** start EXCERPT TO READ **

Location
- 6901 NW 16th Street Plantation, Florida 33313 United States 26°08′48″N 80°14′31″W﻿ / ﻿26.14667°N 80.242051°W

Information
- Type: Public 6–12
- Established: 1963
- School district: Broward County Public Schools
- Superintendent: Peter B. Licata
- Principal: Parinaz Bristol
- Teaching staff: 83.53 (FTE)
- Enrollment: 1,834 (2023–24)
- Student to teacher ratio: 23.48
- Colors: Red, White, and Blue
- Team name: Colonels
- Information: (754) 322-1850
- Website: plantationhigh.browardschools.com

= Plantation High School =

Public high school in Plantation, Florida, United States

Plantation 6-12 (commonly referred to as PHS) is a public high school located in Plantation, Florida, United States, part of the Broward County Public Schools district. As of 2023, the school served 1,834 students in grades 9 through 12. As of 2026 Plantation 6-12 serves students in grades 6 through 12. It was originally located on the Fort Lauderdale Airport grounds, specifically on the Naval Air Station Fort Lauderdale base. This was used as a temporary location until the new building was ready to open at its present location. Students at Plantation High are called "Colonels." The original school logo was a graphic of a traditional Southern colonel—the equivalent of Colonel Reb, mascot of the University of Mississippi. In the early 1990s, amidst concerns of racial insensitivity, the logo was changed to a large red letter C, similar to the Chicago Bears logo.

** end EXCERPT TO READ **

[DIRECTION 1] According to the Plantation High School article, what replaced the school's original Southern colonel logo in the early 1990s?
[DIRECTION 2] Pull out the section of the Plantation High School article that begins at the words "Plantation 6-12 (commonly" and stops after "Chicago Bears logo.".
[DIRECTION 3] Please continue the Plantation High School article with a new passage that picks up after its last sentence.
The items after the Plantation High School article are not used for any task.

** start ENTRIES **

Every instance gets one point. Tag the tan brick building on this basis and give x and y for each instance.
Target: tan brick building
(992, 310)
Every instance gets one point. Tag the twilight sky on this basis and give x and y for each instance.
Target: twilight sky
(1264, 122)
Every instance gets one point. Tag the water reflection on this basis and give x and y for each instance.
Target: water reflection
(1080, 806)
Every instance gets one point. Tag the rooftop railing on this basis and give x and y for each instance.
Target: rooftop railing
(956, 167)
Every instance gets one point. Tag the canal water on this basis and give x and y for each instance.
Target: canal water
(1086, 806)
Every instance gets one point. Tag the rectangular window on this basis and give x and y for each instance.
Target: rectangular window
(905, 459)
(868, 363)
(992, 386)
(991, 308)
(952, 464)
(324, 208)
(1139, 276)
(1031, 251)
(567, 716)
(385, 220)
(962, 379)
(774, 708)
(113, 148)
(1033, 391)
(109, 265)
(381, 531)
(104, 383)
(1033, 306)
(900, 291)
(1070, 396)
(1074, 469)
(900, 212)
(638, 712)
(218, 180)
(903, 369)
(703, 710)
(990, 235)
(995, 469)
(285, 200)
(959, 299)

** end ENTRIES **
** start ENTRIES **

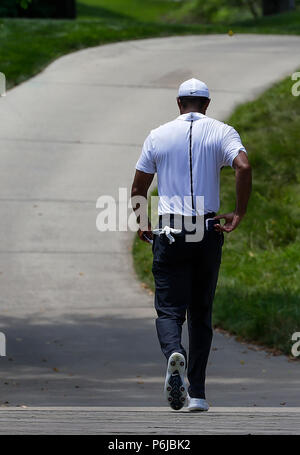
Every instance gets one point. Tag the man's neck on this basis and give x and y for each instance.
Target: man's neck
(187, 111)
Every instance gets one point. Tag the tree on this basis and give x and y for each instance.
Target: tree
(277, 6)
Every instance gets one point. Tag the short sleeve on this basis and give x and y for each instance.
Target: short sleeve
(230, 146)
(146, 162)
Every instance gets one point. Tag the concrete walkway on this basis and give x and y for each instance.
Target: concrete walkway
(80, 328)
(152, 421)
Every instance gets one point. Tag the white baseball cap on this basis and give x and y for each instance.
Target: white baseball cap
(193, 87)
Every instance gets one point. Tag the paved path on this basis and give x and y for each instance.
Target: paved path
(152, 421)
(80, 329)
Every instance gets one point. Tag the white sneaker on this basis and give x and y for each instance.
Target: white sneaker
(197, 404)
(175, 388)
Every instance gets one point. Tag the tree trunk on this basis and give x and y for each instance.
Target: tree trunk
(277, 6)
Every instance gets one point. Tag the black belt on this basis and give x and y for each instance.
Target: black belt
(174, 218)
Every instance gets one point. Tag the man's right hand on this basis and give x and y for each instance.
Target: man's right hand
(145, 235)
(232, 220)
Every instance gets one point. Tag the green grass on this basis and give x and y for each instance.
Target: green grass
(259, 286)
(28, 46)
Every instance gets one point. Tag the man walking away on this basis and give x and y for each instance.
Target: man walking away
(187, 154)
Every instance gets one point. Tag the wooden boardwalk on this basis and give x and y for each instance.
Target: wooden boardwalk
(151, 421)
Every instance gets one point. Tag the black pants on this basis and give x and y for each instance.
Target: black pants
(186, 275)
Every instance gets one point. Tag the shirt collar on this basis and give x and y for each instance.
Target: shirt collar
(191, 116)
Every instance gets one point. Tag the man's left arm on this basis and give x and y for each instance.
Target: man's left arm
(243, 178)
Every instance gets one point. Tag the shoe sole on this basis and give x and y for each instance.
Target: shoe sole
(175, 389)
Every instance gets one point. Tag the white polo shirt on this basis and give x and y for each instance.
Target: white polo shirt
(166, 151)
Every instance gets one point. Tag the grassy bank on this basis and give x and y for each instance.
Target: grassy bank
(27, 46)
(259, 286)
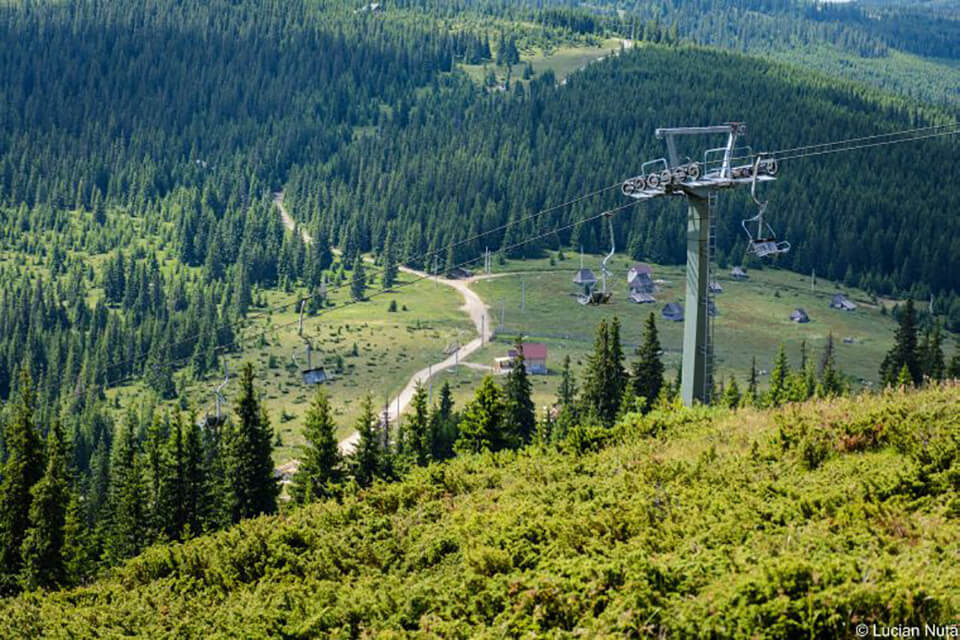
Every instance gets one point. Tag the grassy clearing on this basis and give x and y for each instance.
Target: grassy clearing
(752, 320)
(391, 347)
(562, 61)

** end ENTRIES **

[TASK ANSWER 1] A large red letter C, similar to the Chicago Bears logo.

[TASK ANSWER 2]
Plantation 6-12 (commonly referred to as PHS) is a public high school located in Plantation, Florida, United States, part of the Broward County Public Schools district. As of 2023, the school served 1,834 students in grades 9 through 12. As of 2026 Plantation 6-12 serves students in grades 6 through 12. It was originally located on the Fort Lauderdale Airport grounds, specifically on the Naval Air Station Fort Lauderdale base. This was used as a temporary location until the new building was ready to open at its present location. Students at Plantation High are called "Colonels." The original school logo was a graphic of a traditional Southern colonel—the equivalent of Colonel Reb, mascot of the University of Mississippi. In the early 1990s, amidst concerns of racial insensitivity, the logo was changed to a large red letter C, similar to the Chicago Bears logo.

[TASK ANSWER 3]
Plantation High has an FCAT school grade of "C" since 2014–2023 [2021 not assessed].

The school's attendance zone includes Plantation and a portion of Sunrise.

==Athletics==
The school's athletic teams are known as the PHS Colonels:

- Baseball
- Basketball
- Cheerleading
- Cross Country
- Flag Football
- Football
- Golf
- Soccer
- Softball
- Swimming & Diving
- Tennis
- Track and Field
- Volleyball
- Water Polo
- Wrestling
- Lacrosse

==Academics==
In the 2006–2007 school year, Plantation High School was the only school in Broward County to go up a letter grade based on FCAT scores.

Plantation High School has participated in the International Baccalaureate program since April 2010.

==Demographics==
As of the 2023–24 school year, the total student enrollment was 1,834. The ethnic makeup of the school was 6.5% White, 71.2% Black, 17.7% Hispanic, 1.9% Asian, 2.3% Multiracial, 0.3% Native American or Native Alaskan, and 0.2% Native Hawaiian or Pacific Islander.

==Notable alumni==

- Melanie Amaro, singer, first season of The X Factor USA winner, Class of 2010
- Neal Avron, record producer/audio engineer and musician, Class of 1983
- Al Blades, former NFL player
- H. B. Blades, former NFL player
- Chris Britton, former MLB player (Baltimore Orioles, New York Yankees), Class of 2001
- Jeremy Cash, former NFL player (Carolina Panthers), Class of 2011
- Steve Curry, former MLB player (Boston Red Sox), Class of 1983
- Jacolby George, college football wide receiver for the Miami Hurricanes, Class of 2021
- Jack Hardy, former MLB player (Chicago White Sox)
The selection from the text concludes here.